SELECTED PASSAGE:

A final comment on the Karila et al article cited above, which reviews medicinal/pharmacological Tx (Rx) treatments.  There are really three types of strategies in medication, and I think it is important to categorize potential medications as such (1) "blockers" - e.g. medications that stop the stimulant from acting, such as naltrexone.  The problem with naltrexone, which works very well with both opioids and alcohol and has shown promise with stimulants, is PATIENT NON-COMPLIANCE.  Patients may take the medication during a study, but often will stop in conjunction with resuming use.  As such, it is not really a treatment, except in long-acting forms such as the monthly IV injection of naltrexone (Vivitrol in the US, manufactured by Alkermes).  The problem with this, again, is that patients will often decline to take medication that blocks the psychoactive effects of the substance they want to use.  Blocking strategies have had weak results so far EXCEPT in conjunction with rigorous aftercare programs, such as those required of physicians in recovery and pharmacists in recovery.
 (2) "Mitigating medications".  In my opinion, these show the most promise.  Bupropion, for example, is a very WEAK stimulant (and antidepressant and anxiolytic in some patients) - and if it can provide enough dopamine/norepinephrine/adrenaline upregulation that a patient will resist the urge to use a much stronger stimulant, then it is BY FAR a better alternative 
(3) substitution (harm reduction).  As Karila et al note, substitution with d-amphetamine, a STRONG stimulant, logically shows promise.  However, as with any substitution strategy, the patient remains dependent on a substitute stimulant with dangerous morbidity - but which may arguably be substantially less harmful than dependence on methamphetamine.  The Karila review, written in 2010, concludes "Despite the lack of success in most studies to date, increasing efforts are being made to develop medications for the treatment of methamphetamine dependence and several promising agents are targets of further research."  I am unaware of any such compounds emerging as likely candidates for medicinal treatment in the past several years.

HOW TO COMPLETE THIS TASK: Continue the passage on medication strategies for methamphetamine dependence, starting after its last sentence. Nothing in the listing is needed for this work.

DATA SECTION:
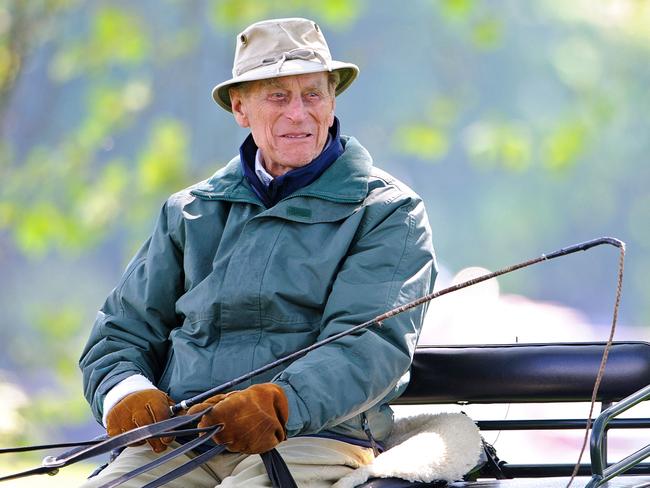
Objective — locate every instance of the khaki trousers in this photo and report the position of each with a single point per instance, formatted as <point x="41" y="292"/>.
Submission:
<point x="314" y="462"/>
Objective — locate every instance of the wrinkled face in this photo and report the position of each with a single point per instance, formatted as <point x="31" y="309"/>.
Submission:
<point x="289" y="118"/>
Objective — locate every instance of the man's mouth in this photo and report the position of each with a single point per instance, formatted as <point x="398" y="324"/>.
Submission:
<point x="296" y="136"/>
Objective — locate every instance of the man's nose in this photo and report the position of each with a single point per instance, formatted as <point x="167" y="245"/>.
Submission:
<point x="296" y="109"/>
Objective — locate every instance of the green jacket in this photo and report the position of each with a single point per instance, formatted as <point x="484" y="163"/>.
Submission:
<point x="225" y="285"/>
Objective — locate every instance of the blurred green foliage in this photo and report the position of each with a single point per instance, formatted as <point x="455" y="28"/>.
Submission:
<point x="522" y="124"/>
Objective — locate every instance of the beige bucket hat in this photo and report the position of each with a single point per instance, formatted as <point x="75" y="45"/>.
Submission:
<point x="282" y="47"/>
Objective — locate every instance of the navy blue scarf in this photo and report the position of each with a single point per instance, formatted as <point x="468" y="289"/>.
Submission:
<point x="293" y="180"/>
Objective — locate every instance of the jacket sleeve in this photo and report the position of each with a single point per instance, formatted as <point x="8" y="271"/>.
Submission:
<point x="389" y="264"/>
<point x="130" y="333"/>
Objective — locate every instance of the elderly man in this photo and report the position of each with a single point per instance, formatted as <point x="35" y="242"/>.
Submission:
<point x="296" y="239"/>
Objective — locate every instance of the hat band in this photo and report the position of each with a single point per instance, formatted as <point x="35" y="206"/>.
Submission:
<point x="304" y="54"/>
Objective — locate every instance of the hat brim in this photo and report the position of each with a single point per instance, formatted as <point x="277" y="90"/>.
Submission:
<point x="348" y="72"/>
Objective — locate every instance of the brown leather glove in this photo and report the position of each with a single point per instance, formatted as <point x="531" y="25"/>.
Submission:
<point x="253" y="419"/>
<point x="137" y="409"/>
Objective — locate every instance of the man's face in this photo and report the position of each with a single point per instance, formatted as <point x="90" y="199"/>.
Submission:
<point x="288" y="116"/>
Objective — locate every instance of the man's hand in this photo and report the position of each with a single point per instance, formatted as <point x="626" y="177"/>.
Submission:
<point x="253" y="419"/>
<point x="137" y="409"/>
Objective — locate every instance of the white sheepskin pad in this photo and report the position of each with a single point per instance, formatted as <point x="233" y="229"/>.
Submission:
<point x="424" y="448"/>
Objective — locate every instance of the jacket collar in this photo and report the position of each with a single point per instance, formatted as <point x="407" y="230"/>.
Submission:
<point x="345" y="181"/>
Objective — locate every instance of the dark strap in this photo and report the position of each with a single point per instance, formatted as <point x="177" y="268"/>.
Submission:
<point x="131" y="437"/>
<point x="187" y="467"/>
<point x="277" y="470"/>
<point x="51" y="464"/>
<point x="163" y="459"/>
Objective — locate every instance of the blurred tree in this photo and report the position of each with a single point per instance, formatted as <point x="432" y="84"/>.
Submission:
<point x="522" y="125"/>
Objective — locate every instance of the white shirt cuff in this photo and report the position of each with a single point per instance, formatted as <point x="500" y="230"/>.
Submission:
<point x="129" y="385"/>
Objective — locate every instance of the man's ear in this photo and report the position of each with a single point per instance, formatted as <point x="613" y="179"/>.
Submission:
<point x="331" y="116"/>
<point x="238" y="109"/>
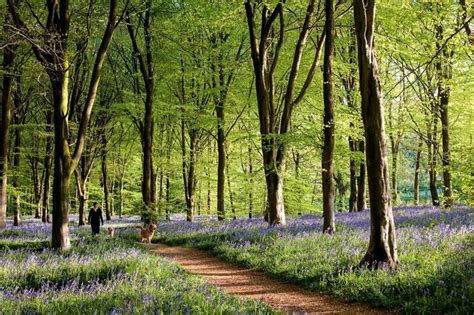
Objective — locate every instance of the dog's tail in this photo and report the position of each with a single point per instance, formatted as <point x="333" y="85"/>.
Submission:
<point x="139" y="227"/>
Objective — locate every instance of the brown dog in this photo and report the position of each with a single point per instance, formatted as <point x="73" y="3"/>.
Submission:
<point x="110" y="231"/>
<point x="146" y="234"/>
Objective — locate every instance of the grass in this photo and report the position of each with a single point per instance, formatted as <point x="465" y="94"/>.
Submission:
<point x="435" y="275"/>
<point x="102" y="276"/>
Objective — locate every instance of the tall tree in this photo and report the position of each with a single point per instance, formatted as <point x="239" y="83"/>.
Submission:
<point x="50" y="49"/>
<point x="145" y="126"/>
<point x="382" y="244"/>
<point x="443" y="72"/>
<point x="274" y="123"/>
<point x="327" y="159"/>
<point x="8" y="77"/>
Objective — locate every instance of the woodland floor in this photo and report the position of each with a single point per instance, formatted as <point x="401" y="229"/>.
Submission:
<point x="253" y="284"/>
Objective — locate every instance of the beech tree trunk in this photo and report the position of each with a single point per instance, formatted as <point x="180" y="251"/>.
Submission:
<point x="327" y="166"/>
<point x="432" y="144"/>
<point x="160" y="192"/>
<point x="52" y="54"/>
<point x="382" y="248"/>
<point x="37" y="185"/>
<point x="443" y="68"/>
<point x="274" y="123"/>
<point x="16" y="166"/>
<point x="416" y="182"/>
<point x="47" y="169"/>
<point x="221" y="162"/>
<point x="7" y="66"/>
<point x="353" y="178"/>
<point x="62" y="169"/>
<point x="105" y="181"/>
<point x="250" y="181"/>
<point x="394" y="177"/>
<point x="361" y="180"/>
<point x="231" y="195"/>
<point x="145" y="63"/>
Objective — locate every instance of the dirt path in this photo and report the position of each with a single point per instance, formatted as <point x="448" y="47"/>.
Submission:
<point x="252" y="284"/>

RESPONSE AREA:
Furthermore, LONG-TERM COMPLIANCE is something that is rarely studied in the RCTs cited by Karila.  Unfortunately, there seems to be an inverse relationship between the effectiveness (measured in terms of pt quality of life) and pt compliance on medication.  With a blocking strategy, you get LOW LONG TERM COMPLIANCE, and with a strong-substitution strategy, you get much higher compliance (naturally) but then you are really just switching the patient from methamphetamine to a stimulant with less deleterious effects, while you try to keep the dose at a steady level (very difficult given rapid tolerance and relatively flat dose-response curves of many stimulant-substitution alternatives).  I am personally (subjectively) much more optimistic about opioid substitution therapy than I am about stimulant substation therapy for that reason -- but I have no data to  back up this conjecture.